**Brief:** The answer must consist of every line below containing "cloudy".

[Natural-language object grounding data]
╭──

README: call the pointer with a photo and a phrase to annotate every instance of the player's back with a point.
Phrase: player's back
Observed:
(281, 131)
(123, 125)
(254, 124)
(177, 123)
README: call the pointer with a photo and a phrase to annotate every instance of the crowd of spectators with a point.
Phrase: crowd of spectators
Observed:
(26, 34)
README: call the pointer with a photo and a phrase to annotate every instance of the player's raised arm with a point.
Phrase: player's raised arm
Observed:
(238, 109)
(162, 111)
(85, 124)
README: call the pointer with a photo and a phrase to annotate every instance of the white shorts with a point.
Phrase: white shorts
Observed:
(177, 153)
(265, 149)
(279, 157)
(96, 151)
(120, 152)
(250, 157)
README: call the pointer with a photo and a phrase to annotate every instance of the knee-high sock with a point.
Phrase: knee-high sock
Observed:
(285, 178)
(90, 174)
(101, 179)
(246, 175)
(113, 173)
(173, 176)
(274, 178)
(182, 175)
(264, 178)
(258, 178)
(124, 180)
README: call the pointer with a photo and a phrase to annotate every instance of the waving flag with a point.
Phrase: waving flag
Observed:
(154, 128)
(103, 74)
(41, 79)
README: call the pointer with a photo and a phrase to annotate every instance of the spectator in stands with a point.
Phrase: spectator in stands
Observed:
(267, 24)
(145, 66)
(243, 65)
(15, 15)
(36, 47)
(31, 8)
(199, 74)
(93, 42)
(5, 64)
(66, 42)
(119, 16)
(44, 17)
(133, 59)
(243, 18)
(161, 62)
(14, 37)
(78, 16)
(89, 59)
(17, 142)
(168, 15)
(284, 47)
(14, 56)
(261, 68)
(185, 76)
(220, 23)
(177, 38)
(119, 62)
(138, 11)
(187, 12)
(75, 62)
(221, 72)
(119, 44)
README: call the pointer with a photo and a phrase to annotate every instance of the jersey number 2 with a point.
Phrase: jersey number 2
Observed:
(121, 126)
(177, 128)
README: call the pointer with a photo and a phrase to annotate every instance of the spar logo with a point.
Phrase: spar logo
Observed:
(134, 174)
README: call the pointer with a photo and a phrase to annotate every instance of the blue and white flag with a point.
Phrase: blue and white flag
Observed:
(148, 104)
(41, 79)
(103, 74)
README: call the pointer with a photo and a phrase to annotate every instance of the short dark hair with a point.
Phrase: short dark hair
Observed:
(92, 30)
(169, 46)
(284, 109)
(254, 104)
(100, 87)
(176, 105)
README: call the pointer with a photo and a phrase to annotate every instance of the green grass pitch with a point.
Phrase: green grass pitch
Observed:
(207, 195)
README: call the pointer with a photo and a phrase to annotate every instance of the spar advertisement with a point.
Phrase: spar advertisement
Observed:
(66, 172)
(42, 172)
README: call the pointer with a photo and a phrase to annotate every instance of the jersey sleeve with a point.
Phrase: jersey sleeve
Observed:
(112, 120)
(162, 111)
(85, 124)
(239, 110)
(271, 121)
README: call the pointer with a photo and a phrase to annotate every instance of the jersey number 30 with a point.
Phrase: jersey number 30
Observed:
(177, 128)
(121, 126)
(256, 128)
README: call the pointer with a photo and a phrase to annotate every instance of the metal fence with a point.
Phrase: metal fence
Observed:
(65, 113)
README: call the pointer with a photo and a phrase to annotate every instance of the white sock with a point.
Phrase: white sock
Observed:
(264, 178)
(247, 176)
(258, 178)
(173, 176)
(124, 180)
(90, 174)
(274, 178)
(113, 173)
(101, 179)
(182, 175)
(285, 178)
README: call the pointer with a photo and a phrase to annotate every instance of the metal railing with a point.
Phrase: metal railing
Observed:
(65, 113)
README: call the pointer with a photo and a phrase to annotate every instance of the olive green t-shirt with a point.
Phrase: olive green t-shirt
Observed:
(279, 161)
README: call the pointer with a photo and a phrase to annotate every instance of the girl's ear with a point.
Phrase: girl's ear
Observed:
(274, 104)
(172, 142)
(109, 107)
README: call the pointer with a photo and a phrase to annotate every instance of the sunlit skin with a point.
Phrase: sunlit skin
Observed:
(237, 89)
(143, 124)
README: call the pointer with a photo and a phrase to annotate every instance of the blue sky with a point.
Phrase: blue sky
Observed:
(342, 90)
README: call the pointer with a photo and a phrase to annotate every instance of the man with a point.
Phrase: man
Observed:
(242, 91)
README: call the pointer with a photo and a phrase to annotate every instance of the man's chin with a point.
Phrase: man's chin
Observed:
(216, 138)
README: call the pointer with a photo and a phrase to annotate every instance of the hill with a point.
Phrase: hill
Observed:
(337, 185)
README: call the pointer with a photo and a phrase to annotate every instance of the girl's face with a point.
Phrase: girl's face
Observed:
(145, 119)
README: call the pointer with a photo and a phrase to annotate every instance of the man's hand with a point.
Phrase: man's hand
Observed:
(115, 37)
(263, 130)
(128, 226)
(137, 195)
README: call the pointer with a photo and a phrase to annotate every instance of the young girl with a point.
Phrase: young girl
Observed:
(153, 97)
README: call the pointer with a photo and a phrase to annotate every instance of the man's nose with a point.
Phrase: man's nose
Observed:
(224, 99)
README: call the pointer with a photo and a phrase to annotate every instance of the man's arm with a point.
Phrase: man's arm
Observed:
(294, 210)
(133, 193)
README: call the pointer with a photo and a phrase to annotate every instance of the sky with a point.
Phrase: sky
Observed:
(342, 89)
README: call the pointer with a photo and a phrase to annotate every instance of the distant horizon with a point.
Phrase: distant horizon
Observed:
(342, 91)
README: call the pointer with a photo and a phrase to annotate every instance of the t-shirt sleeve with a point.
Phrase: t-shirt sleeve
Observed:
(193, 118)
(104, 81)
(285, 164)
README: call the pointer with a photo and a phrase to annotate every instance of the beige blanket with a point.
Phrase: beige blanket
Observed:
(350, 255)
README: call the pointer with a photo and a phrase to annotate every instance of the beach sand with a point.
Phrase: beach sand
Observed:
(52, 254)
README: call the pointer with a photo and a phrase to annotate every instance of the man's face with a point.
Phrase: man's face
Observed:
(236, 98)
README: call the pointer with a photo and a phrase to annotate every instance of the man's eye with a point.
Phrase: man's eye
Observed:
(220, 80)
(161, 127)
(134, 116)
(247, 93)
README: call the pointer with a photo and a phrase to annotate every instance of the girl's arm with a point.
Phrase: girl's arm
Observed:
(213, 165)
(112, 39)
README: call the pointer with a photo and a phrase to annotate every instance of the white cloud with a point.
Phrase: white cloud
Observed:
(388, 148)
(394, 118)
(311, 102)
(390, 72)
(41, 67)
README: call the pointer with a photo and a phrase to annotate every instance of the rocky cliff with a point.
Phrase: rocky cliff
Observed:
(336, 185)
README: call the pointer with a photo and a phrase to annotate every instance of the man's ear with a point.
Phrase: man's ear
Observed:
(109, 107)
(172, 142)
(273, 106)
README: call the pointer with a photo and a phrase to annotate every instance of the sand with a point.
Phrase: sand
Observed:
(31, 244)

╰──
╭──

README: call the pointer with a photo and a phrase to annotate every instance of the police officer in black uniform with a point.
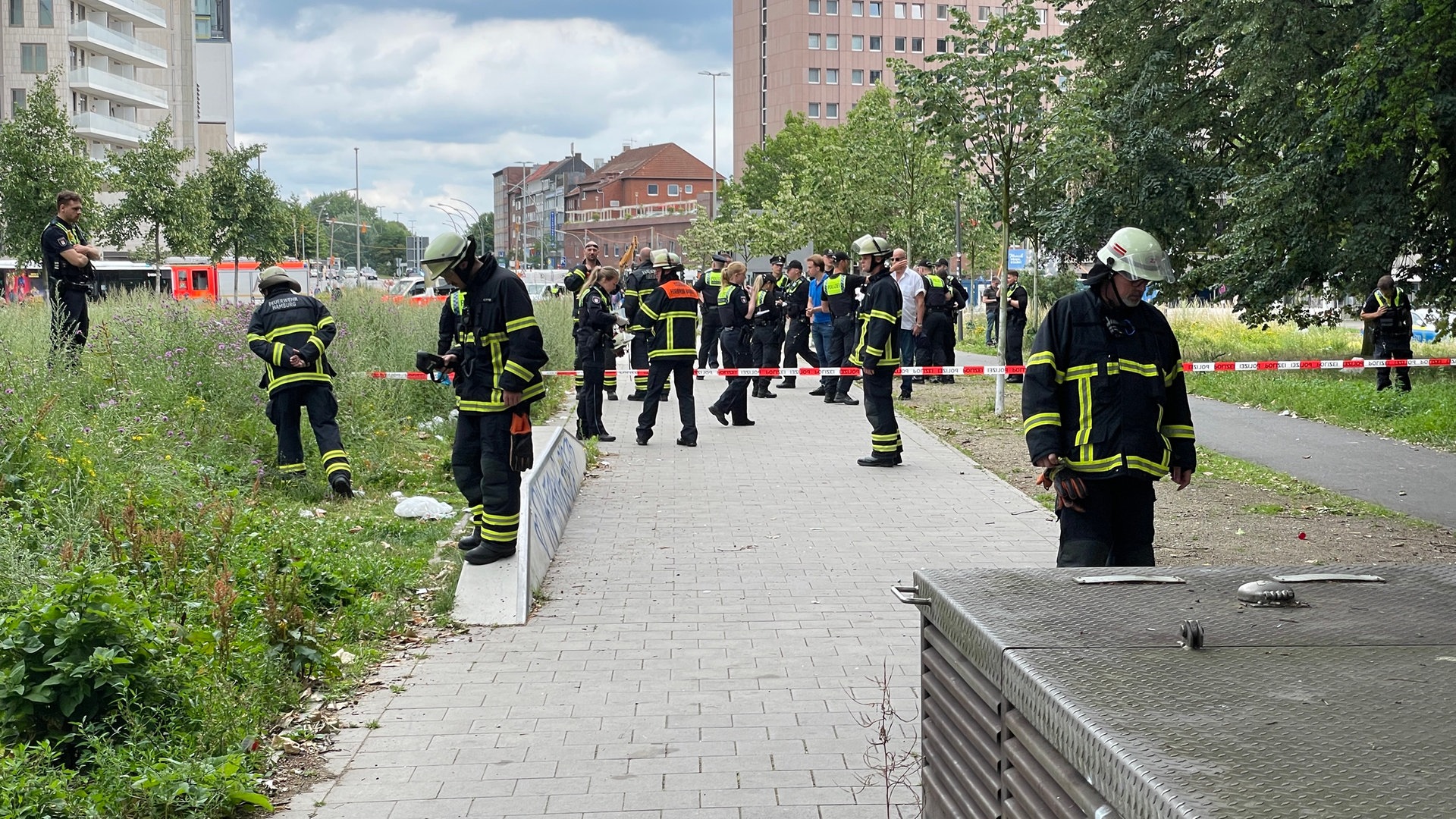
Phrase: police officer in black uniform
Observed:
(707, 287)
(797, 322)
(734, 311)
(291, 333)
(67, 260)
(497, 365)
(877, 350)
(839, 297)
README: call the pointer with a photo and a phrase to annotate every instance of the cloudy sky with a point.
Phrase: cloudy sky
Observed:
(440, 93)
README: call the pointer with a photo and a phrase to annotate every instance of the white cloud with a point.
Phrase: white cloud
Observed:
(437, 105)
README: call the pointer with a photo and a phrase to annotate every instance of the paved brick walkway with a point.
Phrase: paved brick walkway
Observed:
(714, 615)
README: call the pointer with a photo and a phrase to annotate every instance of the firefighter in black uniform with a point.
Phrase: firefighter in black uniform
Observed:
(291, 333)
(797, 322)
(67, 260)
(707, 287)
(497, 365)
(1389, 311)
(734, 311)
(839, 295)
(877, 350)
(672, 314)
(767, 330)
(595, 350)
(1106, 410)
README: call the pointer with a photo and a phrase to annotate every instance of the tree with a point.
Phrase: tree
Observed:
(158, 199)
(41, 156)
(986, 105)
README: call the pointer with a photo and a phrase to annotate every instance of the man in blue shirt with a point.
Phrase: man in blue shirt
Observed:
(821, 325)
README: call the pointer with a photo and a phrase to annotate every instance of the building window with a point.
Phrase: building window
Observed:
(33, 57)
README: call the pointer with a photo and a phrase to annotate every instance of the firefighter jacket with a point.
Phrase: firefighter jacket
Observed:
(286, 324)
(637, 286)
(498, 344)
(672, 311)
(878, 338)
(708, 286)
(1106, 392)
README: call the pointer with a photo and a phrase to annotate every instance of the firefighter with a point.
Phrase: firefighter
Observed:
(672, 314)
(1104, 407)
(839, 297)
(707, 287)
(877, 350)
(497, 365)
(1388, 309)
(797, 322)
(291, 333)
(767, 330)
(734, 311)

╰──

**Solution to the exercise:**
README: call the pointer with a photo and a phrase to annotate every instance of the cloudy sky with a point.
Phrase: cloudy sky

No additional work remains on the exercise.